Directions for this task: Quote everything from the first of the lines below down to the line containing "even-odd fill", including both ends. Leave the pictures out of your answer.

Record excerpts:

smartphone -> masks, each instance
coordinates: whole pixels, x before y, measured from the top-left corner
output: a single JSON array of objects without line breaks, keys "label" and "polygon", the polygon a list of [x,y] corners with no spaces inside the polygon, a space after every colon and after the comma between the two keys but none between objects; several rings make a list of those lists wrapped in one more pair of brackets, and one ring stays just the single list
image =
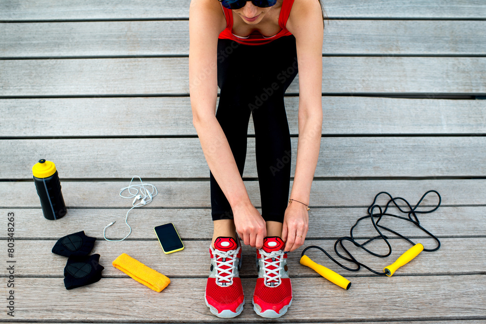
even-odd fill
[{"label": "smartphone", "polygon": [[154,230],[162,246],[162,250],[166,254],[184,249],[184,244],[172,223],[156,226]]}]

Response below:
smartphone -> masks, each instance
coordinates: whole pixels, x before y, measured from the top-left corner
output: a single JSON array of objects without line breaks, keys "label" and "polygon", the polygon a list of [x,y] corners with no spaces inside the polygon, a space after every colon and after the comma between the two keys but none between objects; several rings make a list of those lists wrapped in one more pair of brackets, and one ring stays just the single list
image =
even-odd fill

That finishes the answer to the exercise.